## Provided text
One factor informing these dynamics that is really quite different from the context in Malaysia and Southeast Asia is of course matters involving the European Union.

Perhaps in the Scottish case especially, an idea was for Scotland to see itself as part of the EU, instead of part of the UK - which to some must have seemed quite viable, economically. The Republic of Ireland, of course, is already part of the EU.

In the extreme scenario of Sabah/Sarawak seceding from Malaysia, there is obviously no equivalent of the EU or similar large entity for them to integrate with.

Economic factors are likely to be one of the biggest determinants regarding sentiment in Northern Ireland, Scotland, and Wales about remaining part of the UK.

After all, decades and centuries of economic integration into the UK is surely not easy to simply undo. The upheaval it would create comes at great economic cost.

That alone however, appears not to be able to strongarm a convincing majority of citizens in those countries (except perhaps for Wales) to continue being part of the UK.

Perhaps there are three further related factors worth looking at here, with regards to applicability for Malaysia.

The first is the perception of historical grievances.

The history of English conquest over Ireland, Scotland, and Wales is a bloody one, that goes back for centuries and centuries.

The type of nationalism borne of resisting brutal foreign conquest is a strong one, and one that tends to live on for generations.

Movies like Braveheart immortalise that spirit, and dramas like The Crown give a glimpse into how the Welsh think of the English.

Today, what is happening in Ukraine will similarly likely shape Ukrainian nationalism and identity for decades to come.

This sentiment of being colonised and a history of oppression that has never been properly brought to some sort of justice doesn’t go away easily.

Centuries after the fighting has stopped, it is still easy to refer back to distant, bloodier days, when thinking about contemporary political realities.

The second factor concerns the question of whether citizens in the periphery feel represented in the centre, and whether they feel an equal part of the union.

## Problem description
Answer these questions using the passage on secession:
1. According to the passage, what is the Republic of Ireland already part of?
2. What is the first of the three further factors the passage lists?
3. Which movie does the passage say immortalizes the spirit of nationalism borne of resisting conquest?
Rely only on the passage on secession, drawing on no outside knowledge.

(Excerpt from a data file)

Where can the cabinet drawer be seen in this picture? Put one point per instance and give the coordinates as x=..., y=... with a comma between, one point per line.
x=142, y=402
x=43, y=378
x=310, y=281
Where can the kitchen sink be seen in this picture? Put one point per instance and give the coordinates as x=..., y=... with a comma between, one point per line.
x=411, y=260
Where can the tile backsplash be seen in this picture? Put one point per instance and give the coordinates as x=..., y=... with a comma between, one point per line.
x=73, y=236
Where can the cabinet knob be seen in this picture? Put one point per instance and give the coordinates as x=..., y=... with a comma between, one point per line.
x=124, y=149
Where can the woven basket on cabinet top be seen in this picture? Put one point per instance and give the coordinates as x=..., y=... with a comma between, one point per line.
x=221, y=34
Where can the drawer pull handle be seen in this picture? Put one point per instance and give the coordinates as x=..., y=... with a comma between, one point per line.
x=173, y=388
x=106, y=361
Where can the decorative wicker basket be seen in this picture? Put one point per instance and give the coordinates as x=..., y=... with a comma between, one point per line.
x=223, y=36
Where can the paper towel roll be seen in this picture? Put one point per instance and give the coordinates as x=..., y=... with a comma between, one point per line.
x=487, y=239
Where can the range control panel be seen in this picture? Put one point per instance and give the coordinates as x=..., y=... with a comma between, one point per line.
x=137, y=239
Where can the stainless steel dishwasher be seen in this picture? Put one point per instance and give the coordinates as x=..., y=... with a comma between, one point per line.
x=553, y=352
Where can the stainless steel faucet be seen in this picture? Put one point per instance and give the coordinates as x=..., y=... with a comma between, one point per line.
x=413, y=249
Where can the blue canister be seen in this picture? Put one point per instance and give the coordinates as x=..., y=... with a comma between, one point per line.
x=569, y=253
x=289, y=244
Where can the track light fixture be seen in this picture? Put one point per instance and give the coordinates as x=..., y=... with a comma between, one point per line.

## Final answer
1. The EU.
2. The perception of historical grievances.
3. Braveheart.